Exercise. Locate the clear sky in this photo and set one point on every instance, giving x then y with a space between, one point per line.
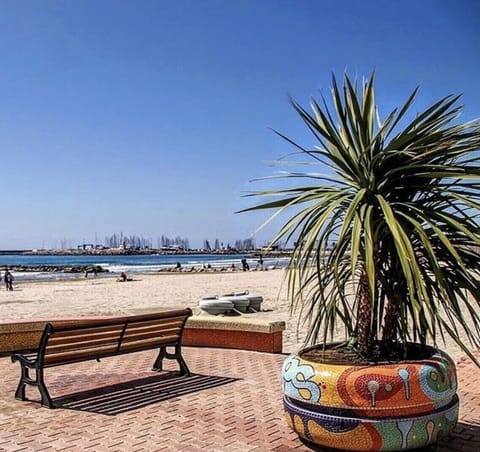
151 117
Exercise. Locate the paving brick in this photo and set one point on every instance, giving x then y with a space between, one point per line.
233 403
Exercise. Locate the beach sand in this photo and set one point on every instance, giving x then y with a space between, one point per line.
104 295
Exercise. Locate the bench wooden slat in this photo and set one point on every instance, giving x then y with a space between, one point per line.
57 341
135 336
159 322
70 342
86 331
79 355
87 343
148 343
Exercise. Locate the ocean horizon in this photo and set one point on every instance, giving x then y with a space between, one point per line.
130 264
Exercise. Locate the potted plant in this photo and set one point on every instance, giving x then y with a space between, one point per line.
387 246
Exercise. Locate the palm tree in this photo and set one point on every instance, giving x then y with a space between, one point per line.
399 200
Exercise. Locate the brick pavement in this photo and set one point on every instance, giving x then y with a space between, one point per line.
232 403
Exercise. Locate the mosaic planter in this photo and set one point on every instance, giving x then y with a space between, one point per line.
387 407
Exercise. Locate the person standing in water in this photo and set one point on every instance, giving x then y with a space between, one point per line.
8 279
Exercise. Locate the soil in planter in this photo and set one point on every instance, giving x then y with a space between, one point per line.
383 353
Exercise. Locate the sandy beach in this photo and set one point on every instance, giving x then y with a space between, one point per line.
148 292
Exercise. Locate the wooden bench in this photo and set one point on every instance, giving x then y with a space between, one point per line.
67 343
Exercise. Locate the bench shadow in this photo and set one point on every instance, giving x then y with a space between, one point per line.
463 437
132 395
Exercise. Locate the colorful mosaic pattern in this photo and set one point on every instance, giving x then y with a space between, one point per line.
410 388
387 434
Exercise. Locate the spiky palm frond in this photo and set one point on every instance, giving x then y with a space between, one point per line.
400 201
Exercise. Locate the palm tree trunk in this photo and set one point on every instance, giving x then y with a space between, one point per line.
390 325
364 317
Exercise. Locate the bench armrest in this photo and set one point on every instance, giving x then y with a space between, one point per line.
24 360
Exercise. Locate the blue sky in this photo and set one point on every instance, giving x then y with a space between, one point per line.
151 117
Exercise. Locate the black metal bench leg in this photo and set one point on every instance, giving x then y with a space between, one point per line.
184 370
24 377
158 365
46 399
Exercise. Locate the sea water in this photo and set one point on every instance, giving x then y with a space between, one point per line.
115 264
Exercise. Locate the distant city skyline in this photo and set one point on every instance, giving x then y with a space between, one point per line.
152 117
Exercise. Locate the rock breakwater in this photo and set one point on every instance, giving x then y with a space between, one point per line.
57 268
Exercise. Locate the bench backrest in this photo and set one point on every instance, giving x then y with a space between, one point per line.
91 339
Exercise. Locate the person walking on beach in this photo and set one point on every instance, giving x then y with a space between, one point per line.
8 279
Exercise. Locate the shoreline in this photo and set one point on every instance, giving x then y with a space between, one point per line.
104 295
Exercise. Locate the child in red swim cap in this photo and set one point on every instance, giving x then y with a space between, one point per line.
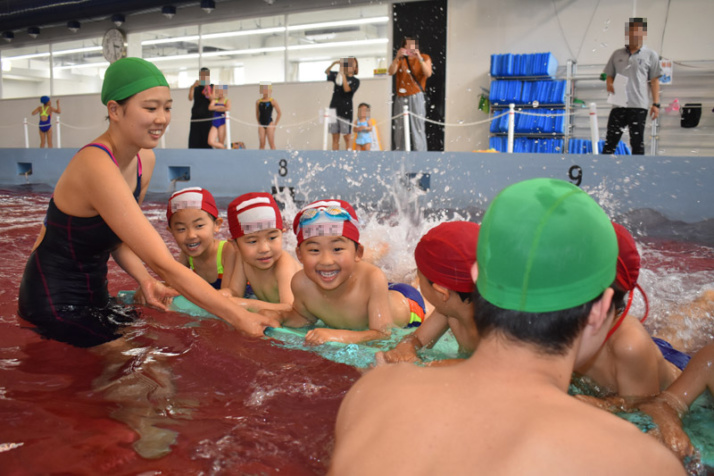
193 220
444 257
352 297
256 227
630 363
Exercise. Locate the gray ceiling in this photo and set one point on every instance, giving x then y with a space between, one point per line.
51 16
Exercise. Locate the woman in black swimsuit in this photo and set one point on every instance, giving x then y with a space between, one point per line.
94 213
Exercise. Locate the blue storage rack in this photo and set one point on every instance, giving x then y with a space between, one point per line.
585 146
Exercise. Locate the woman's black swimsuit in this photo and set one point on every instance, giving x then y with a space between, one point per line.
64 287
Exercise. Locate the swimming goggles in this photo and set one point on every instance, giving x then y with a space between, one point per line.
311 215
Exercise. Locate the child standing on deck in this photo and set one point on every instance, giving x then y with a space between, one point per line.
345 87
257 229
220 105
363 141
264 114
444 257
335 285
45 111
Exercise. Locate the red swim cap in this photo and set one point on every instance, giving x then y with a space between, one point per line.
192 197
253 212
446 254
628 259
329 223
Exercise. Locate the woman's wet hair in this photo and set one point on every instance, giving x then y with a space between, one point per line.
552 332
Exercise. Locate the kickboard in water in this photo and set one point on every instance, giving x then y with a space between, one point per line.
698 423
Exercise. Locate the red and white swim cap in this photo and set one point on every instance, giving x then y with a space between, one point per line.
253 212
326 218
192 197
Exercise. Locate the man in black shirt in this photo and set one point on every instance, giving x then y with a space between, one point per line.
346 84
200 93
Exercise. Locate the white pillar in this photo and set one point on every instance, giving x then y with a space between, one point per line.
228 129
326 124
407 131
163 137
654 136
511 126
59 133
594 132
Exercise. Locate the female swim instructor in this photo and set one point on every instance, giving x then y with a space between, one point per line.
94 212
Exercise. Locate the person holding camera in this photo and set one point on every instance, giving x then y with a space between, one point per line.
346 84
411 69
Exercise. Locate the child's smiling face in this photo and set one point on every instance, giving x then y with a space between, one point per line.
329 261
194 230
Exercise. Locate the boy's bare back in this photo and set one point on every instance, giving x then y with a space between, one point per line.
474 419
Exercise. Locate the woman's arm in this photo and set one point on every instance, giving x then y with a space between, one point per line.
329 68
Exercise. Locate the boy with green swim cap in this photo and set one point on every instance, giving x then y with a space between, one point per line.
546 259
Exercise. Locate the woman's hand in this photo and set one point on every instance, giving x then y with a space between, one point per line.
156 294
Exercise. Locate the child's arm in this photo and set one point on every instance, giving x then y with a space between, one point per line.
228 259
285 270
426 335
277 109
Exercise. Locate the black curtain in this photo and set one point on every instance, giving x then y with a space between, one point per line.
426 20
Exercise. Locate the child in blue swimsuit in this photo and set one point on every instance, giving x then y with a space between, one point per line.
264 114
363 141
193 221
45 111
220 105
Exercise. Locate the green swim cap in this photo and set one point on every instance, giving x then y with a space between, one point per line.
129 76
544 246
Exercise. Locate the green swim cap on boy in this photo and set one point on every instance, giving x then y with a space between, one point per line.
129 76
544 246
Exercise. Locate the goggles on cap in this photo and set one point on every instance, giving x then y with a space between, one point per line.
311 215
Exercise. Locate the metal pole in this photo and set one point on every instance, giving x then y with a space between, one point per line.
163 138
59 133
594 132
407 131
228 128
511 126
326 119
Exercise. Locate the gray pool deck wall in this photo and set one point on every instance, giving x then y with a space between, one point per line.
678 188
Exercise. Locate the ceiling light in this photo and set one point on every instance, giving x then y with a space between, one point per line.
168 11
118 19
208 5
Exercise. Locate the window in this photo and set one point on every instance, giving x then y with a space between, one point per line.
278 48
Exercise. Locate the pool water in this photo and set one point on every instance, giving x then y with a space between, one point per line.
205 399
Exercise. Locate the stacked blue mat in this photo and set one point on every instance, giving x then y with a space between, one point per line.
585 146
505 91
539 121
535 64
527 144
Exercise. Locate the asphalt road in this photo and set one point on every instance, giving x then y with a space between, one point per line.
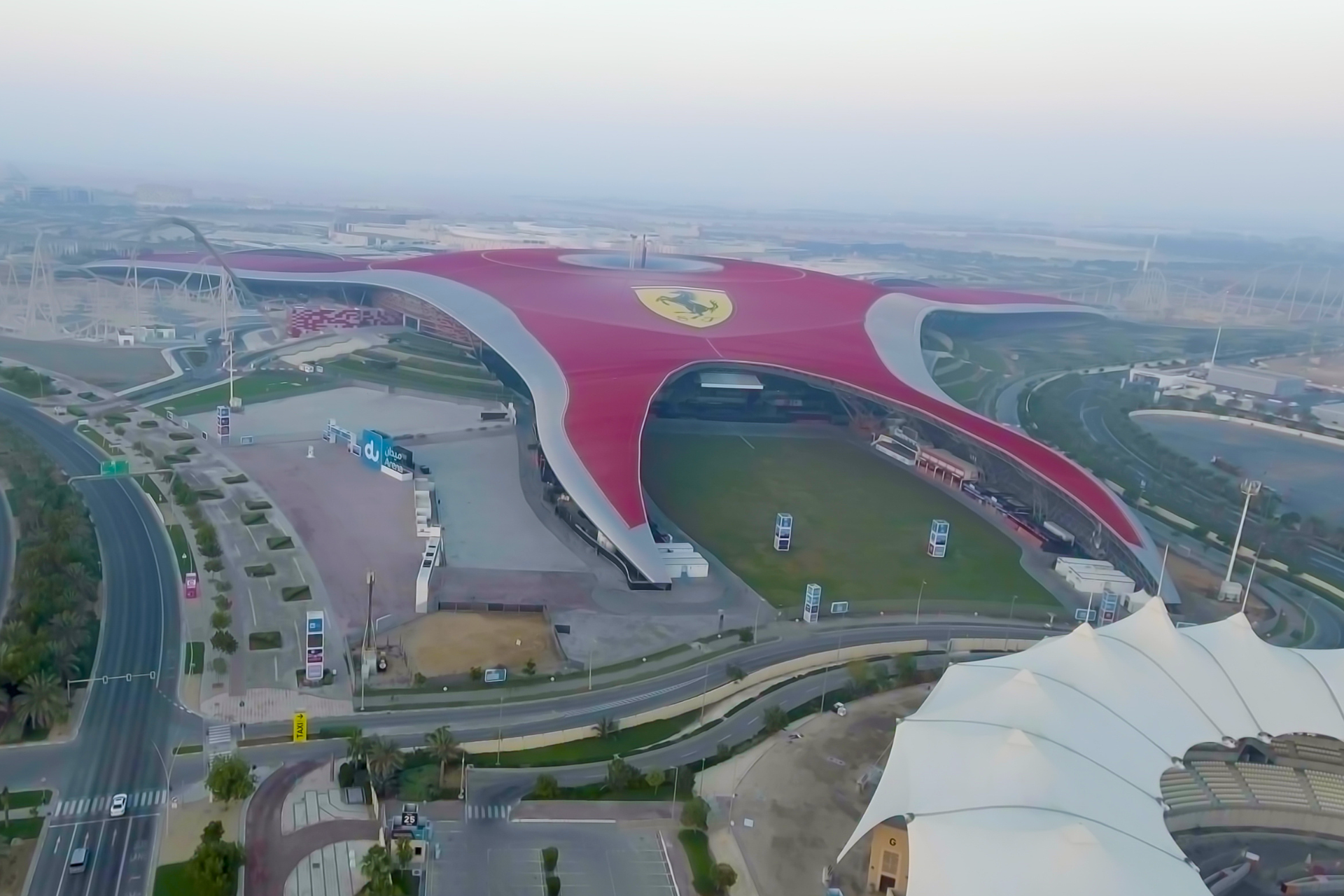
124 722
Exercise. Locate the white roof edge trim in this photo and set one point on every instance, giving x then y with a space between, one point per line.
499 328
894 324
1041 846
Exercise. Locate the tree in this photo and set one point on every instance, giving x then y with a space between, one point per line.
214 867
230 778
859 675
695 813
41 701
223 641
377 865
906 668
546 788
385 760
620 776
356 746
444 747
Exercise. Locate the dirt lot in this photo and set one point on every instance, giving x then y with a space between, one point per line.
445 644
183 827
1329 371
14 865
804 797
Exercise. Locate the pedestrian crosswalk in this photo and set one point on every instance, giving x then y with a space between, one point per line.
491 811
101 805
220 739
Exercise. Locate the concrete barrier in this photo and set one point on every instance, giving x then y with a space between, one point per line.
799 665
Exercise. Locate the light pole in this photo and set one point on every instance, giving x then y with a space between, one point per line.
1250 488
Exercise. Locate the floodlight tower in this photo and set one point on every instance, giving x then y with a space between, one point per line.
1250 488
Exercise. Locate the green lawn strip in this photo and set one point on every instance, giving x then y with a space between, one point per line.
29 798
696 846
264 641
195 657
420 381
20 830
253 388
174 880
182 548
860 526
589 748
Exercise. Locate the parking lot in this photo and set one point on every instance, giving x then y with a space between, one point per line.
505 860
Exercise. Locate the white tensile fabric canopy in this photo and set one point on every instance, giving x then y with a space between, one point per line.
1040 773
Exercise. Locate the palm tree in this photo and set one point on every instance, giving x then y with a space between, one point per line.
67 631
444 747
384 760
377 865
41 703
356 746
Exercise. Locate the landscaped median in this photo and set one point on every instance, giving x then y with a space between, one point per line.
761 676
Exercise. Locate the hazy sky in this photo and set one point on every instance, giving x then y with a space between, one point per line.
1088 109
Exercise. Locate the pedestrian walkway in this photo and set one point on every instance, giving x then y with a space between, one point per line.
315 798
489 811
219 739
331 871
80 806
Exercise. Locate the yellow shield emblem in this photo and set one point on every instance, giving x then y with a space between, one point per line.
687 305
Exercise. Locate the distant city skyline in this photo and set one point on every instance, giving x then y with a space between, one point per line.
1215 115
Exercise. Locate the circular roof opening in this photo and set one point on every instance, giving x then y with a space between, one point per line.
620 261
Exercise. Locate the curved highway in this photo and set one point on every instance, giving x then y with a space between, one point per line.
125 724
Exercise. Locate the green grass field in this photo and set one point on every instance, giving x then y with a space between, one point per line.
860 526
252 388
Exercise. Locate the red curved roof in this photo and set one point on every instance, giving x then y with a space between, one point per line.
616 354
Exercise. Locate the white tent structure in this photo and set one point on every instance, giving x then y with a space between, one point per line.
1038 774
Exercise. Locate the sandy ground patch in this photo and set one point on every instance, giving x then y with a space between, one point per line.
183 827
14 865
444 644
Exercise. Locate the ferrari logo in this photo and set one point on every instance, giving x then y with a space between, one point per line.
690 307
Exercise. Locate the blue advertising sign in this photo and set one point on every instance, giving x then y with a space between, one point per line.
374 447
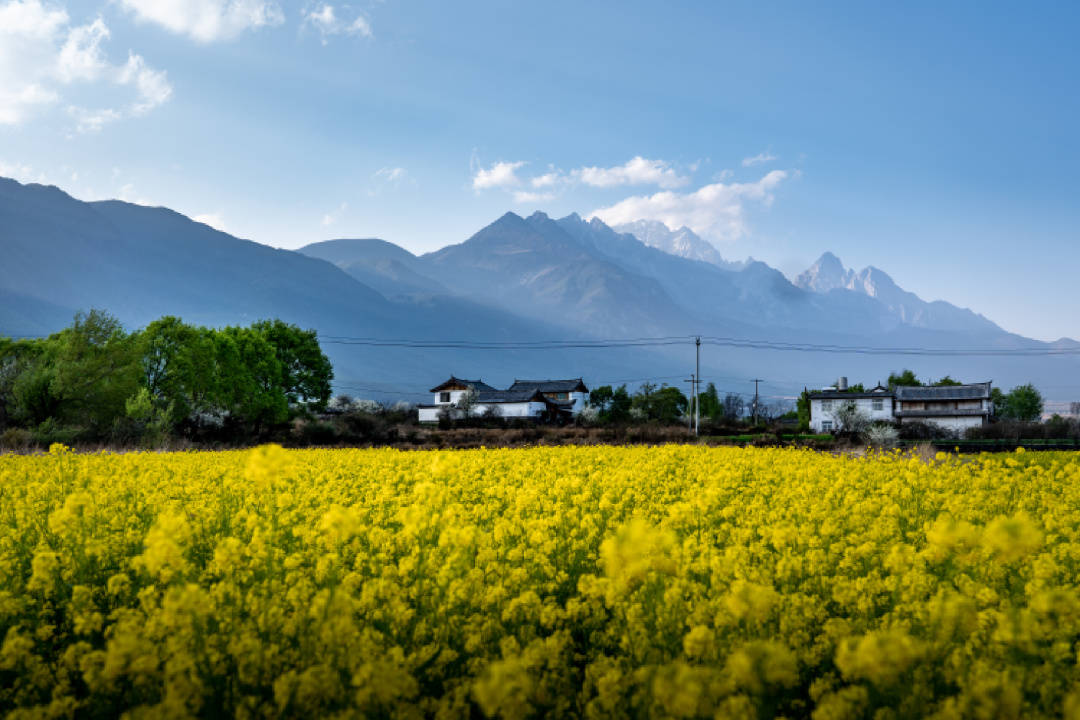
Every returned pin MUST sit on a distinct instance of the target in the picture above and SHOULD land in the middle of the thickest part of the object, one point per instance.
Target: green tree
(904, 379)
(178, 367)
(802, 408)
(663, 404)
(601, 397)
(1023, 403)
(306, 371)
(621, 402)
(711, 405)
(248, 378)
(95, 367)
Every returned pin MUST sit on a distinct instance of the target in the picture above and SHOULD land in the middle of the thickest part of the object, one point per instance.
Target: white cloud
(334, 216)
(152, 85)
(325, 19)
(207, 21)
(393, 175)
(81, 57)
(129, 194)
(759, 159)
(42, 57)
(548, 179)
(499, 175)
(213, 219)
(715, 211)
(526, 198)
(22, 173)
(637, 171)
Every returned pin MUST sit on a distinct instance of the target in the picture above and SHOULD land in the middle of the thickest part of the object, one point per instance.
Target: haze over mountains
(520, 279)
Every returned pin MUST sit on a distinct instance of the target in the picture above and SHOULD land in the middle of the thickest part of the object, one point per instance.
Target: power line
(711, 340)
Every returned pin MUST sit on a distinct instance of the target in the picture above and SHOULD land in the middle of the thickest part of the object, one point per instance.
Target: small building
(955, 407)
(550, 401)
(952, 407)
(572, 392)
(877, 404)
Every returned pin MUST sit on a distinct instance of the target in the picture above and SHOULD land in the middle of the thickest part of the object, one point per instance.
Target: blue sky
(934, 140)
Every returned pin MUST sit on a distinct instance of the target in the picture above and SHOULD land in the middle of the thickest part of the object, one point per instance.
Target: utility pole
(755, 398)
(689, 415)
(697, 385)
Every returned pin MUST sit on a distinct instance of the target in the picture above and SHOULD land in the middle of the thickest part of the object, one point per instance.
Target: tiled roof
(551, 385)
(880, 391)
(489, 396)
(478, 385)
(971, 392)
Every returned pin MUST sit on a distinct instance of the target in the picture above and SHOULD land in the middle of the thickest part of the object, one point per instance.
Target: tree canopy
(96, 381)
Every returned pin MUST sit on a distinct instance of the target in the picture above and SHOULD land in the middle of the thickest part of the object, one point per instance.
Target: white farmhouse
-------
[Challenge] Please pull out every line of the items above that contains the word "wooden" and copy each one in full.

[Reply]
Exercise. Locate the bench wooden slat in this photo and set one point on every instance, giving x then y with a space between, one point per line.
Exercise. Locate the wooden bench in this photo and set one point on every instance, giving x then y with a space between, one point per line.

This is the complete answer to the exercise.